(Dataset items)
* BEGIN *

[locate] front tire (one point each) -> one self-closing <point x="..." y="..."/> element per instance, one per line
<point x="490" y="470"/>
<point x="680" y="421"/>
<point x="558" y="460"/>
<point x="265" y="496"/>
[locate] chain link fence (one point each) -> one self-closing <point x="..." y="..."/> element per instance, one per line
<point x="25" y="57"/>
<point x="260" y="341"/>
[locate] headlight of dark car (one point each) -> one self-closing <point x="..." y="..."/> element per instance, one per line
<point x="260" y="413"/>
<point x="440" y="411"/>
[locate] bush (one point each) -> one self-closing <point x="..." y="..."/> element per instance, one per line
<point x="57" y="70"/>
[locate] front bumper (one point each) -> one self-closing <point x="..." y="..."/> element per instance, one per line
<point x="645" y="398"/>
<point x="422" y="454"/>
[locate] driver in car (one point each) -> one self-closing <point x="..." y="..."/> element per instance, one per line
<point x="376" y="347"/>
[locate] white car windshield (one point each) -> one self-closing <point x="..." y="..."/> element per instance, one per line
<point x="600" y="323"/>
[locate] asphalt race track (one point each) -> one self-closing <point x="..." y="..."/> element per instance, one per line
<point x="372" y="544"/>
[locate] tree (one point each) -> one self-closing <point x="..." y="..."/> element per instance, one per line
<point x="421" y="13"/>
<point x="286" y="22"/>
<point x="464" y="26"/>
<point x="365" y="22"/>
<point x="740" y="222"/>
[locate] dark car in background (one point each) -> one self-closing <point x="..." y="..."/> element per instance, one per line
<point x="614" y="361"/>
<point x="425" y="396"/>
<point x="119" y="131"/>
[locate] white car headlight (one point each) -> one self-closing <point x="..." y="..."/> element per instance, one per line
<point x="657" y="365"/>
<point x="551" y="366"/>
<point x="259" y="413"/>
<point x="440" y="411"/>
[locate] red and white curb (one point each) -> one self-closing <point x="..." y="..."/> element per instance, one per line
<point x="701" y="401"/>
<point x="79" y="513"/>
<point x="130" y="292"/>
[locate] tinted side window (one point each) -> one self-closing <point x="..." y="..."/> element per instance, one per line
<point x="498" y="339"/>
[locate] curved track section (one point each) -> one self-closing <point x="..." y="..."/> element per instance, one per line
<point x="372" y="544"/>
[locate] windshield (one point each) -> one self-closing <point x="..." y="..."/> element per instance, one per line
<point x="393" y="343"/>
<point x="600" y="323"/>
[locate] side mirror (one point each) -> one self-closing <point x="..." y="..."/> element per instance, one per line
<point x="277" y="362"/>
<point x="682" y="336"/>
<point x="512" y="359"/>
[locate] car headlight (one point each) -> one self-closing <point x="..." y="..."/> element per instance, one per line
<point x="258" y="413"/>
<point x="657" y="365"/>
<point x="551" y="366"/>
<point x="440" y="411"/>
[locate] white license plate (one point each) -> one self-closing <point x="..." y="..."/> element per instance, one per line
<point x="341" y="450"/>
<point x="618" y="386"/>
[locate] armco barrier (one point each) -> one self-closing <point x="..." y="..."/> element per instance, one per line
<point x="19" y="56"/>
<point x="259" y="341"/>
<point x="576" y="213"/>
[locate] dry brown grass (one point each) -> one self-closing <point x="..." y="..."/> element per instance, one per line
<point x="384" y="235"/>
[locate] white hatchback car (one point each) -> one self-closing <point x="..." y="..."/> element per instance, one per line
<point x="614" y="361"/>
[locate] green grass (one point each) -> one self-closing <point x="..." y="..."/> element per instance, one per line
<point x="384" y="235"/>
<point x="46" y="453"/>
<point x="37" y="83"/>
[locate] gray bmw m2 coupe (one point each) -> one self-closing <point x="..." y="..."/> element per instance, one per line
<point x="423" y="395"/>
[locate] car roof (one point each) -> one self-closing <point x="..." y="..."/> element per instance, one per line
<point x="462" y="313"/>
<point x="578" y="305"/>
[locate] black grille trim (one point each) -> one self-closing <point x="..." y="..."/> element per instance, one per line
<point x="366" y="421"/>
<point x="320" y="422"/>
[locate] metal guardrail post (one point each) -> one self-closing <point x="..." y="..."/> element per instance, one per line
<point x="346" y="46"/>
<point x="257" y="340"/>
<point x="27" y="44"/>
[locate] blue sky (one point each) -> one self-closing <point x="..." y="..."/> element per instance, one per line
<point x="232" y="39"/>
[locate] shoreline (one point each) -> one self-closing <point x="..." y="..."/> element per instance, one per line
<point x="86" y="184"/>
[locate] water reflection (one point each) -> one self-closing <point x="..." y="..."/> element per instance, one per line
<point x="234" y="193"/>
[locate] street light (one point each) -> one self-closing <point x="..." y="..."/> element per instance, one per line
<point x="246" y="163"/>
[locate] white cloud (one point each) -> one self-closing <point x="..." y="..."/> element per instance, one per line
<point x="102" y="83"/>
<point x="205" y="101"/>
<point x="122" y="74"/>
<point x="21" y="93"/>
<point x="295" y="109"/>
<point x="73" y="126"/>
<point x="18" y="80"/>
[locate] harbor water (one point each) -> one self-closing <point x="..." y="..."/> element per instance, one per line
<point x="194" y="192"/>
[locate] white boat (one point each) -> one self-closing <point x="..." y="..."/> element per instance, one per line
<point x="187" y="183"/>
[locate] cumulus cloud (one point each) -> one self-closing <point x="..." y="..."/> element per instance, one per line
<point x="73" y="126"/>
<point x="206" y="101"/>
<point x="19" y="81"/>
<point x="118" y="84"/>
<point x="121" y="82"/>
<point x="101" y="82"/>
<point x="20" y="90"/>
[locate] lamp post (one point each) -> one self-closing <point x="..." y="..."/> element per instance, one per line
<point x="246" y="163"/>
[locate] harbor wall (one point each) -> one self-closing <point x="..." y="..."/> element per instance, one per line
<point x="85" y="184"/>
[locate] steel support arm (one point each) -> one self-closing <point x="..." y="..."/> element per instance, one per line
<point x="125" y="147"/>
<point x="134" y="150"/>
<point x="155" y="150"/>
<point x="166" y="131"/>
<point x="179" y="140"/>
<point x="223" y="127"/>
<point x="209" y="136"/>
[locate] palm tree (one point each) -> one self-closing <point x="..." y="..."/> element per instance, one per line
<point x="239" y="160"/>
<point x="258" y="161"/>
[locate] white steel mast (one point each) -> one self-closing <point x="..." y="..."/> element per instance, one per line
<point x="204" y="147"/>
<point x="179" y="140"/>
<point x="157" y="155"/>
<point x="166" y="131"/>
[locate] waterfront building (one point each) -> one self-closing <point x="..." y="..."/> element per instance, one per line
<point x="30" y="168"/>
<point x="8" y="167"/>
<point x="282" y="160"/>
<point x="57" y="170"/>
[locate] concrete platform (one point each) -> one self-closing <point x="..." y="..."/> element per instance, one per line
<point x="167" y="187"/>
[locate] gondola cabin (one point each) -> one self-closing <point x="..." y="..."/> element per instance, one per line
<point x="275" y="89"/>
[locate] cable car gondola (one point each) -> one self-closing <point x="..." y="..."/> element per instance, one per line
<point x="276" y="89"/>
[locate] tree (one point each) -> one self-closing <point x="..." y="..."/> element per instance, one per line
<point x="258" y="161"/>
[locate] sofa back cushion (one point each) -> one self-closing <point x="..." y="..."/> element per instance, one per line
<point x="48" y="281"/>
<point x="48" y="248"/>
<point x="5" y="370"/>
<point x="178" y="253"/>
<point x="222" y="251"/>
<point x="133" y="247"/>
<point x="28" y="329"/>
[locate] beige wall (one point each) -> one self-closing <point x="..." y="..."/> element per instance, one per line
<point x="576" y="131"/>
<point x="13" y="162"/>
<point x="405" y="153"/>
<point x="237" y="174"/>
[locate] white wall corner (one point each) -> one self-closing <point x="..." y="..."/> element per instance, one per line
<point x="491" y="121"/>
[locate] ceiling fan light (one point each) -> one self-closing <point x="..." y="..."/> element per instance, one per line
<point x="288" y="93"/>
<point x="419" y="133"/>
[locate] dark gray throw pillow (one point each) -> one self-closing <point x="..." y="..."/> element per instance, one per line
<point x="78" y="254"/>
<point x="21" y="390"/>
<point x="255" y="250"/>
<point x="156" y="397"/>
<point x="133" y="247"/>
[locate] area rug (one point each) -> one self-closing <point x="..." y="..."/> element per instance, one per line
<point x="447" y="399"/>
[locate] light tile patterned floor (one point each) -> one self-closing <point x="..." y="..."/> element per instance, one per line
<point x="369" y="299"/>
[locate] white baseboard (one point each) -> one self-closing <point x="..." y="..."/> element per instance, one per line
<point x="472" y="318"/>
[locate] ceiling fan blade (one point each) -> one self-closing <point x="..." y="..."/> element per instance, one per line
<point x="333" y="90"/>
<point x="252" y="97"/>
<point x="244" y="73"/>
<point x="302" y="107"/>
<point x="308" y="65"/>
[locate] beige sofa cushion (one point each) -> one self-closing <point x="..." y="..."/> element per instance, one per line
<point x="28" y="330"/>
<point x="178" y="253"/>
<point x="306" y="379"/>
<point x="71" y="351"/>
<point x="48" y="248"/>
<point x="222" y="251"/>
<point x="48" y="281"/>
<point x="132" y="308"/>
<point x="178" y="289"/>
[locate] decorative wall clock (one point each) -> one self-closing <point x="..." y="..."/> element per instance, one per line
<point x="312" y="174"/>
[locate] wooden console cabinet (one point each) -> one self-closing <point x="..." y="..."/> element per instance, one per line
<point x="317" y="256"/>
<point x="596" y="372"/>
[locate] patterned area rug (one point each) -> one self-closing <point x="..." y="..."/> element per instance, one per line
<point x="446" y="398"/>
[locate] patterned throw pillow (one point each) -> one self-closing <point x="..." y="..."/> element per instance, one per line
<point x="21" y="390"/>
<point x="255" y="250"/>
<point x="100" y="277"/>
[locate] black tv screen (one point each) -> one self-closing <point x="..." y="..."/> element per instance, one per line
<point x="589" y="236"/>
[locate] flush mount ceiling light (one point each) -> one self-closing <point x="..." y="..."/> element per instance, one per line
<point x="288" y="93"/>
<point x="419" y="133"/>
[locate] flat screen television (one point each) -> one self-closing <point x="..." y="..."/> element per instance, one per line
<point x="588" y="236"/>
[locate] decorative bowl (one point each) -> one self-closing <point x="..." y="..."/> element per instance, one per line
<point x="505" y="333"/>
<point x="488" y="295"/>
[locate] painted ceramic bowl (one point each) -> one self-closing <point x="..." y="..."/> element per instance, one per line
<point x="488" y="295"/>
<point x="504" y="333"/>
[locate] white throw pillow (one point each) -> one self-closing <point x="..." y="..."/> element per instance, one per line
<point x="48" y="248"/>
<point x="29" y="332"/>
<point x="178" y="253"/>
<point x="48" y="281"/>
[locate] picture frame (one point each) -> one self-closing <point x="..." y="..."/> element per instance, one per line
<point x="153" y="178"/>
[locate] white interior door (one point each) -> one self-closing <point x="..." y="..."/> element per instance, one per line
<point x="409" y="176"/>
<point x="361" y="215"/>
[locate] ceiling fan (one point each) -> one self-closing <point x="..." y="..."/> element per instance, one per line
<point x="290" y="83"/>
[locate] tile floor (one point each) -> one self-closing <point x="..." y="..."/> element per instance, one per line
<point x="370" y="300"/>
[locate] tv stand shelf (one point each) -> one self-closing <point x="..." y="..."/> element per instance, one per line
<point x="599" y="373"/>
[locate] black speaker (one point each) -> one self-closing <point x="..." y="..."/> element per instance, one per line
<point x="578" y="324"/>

* END *

* Prompt
Write out the lines above, starting at the line that contains "[locate] flat screen" and ending with the final line, and nothing else; copy them exactly.

* Result of the exercise
[locate] flat screen television (one point each) -> one self-closing <point x="..." y="..."/> element per instance, one per line
<point x="588" y="236"/>
[locate] decorative bowl (one point each) -> one self-closing <point x="..." y="..."/> element per instance, one per line
<point x="505" y="333"/>
<point x="488" y="295"/>
[locate] painted ceramic bowl (one point each) -> one self-closing <point x="..." y="..."/> element per instance, one per line
<point x="488" y="295"/>
<point x="504" y="333"/>
[locate] white throw pillow (one point each) -> one self-closing <point x="..." y="..."/> element per instance, one per line
<point x="48" y="248"/>
<point x="29" y="332"/>
<point x="178" y="253"/>
<point x="48" y="281"/>
[locate] picture frame (one point each) -> one self-closing <point x="..." y="..."/> element per instance, one per line
<point x="153" y="178"/>
[locate] white interior door (one point each) -> one self-closing <point x="..." y="..."/> element per instance, one per line
<point x="409" y="176"/>
<point x="361" y="215"/>
[locate] ceiling fan (one point each) -> one self-closing <point x="..." y="..."/> element per instance, one per line
<point x="290" y="83"/>
[locate] tile floor (one point each) -> one self-closing <point x="..." y="..."/> element per instance, one per line
<point x="370" y="300"/>
[locate] tv stand shelf (one point each) -> one self-closing <point x="..." y="..."/> element per instance, one per line
<point x="599" y="373"/>
[locate] black speaker (one point each) -> one self-closing <point x="..." y="..."/> element per instance, one per line
<point x="578" y="324"/>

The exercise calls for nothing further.